● **INSTRUCTIONS TO FOLLOW**:
Each line of the records containing "hair" is to be copied out and returned.

● **THE DATA**:
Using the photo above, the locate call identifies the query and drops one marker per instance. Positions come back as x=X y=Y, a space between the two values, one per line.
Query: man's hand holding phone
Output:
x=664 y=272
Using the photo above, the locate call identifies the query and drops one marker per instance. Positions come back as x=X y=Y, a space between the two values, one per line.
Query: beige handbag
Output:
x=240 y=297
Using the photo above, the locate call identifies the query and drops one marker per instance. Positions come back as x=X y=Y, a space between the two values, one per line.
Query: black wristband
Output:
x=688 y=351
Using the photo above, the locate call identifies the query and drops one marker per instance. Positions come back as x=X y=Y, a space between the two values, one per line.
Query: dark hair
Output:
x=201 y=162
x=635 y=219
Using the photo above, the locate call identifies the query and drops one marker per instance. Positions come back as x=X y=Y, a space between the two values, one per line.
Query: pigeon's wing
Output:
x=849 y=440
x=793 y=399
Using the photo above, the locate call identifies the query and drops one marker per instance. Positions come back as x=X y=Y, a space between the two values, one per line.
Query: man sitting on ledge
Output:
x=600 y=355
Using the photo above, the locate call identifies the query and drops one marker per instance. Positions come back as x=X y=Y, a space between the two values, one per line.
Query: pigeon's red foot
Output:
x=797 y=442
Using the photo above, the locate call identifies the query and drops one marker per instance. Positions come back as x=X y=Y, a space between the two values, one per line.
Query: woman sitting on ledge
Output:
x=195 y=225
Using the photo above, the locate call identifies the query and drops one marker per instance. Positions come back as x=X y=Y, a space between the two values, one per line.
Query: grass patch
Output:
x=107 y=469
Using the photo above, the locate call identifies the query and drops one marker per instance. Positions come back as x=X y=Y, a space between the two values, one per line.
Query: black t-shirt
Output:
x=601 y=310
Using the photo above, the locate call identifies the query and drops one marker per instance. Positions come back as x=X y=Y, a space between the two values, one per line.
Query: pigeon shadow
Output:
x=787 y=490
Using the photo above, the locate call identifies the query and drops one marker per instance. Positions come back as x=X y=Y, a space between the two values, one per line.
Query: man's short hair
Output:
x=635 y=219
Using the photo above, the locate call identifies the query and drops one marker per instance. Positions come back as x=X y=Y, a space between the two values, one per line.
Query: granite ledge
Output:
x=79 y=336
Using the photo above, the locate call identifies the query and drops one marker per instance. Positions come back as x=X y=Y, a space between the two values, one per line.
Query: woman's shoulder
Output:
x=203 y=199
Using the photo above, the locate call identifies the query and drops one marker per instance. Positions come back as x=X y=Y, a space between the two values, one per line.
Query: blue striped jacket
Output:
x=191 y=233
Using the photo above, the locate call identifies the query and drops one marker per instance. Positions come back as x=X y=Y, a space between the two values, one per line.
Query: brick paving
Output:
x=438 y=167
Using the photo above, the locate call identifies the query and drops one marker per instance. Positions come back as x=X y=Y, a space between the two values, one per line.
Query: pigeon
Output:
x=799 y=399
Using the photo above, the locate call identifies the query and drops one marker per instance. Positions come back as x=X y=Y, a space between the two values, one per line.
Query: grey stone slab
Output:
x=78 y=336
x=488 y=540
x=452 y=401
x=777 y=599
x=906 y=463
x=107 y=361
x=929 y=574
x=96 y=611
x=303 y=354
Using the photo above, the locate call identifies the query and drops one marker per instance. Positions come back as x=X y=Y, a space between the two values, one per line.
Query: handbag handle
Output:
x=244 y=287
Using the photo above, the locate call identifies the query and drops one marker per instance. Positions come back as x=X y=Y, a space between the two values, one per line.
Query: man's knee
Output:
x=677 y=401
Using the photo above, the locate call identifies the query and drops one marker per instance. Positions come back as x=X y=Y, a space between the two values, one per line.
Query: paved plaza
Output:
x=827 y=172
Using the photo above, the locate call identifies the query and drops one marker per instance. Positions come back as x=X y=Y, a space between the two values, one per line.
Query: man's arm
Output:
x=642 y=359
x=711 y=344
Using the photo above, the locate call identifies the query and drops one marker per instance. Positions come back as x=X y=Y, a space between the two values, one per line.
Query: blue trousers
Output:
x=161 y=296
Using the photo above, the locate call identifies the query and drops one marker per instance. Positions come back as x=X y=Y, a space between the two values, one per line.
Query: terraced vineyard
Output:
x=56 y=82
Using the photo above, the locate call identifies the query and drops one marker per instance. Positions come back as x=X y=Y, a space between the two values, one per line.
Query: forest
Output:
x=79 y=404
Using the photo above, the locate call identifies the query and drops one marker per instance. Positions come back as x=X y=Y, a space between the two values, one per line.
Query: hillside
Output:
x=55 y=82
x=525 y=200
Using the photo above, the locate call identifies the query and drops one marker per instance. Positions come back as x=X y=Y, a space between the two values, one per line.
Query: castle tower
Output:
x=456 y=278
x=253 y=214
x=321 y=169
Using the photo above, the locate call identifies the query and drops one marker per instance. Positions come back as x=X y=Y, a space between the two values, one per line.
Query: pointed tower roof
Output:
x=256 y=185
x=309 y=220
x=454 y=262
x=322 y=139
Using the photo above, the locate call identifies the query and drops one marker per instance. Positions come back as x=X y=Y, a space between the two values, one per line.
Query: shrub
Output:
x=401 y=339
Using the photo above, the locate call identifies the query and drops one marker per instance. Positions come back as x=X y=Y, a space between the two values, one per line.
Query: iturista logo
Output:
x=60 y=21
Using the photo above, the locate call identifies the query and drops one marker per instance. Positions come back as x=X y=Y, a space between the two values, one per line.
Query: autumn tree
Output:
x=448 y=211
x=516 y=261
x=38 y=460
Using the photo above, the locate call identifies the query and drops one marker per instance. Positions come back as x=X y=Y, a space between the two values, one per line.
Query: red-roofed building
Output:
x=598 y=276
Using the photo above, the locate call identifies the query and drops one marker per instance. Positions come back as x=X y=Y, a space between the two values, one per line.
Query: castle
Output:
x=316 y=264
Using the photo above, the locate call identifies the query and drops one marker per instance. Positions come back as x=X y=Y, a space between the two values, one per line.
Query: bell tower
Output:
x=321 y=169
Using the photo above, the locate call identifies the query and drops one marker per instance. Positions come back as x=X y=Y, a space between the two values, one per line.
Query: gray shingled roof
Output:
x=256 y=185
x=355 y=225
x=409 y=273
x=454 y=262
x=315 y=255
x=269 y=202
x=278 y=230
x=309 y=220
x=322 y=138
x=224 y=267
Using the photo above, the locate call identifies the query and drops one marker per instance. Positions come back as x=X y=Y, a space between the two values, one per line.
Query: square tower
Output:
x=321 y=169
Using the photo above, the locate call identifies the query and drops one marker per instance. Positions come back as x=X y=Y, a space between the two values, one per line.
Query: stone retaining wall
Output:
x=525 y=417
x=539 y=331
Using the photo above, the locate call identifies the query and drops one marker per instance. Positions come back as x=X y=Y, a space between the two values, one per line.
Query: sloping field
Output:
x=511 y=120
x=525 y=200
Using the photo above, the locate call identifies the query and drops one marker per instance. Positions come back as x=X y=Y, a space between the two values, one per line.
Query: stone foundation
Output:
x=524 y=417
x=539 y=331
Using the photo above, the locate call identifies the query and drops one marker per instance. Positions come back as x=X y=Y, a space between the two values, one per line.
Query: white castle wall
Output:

● **RESPONSE TO THE TASK**:
Query: dark hair
Query: man's short hair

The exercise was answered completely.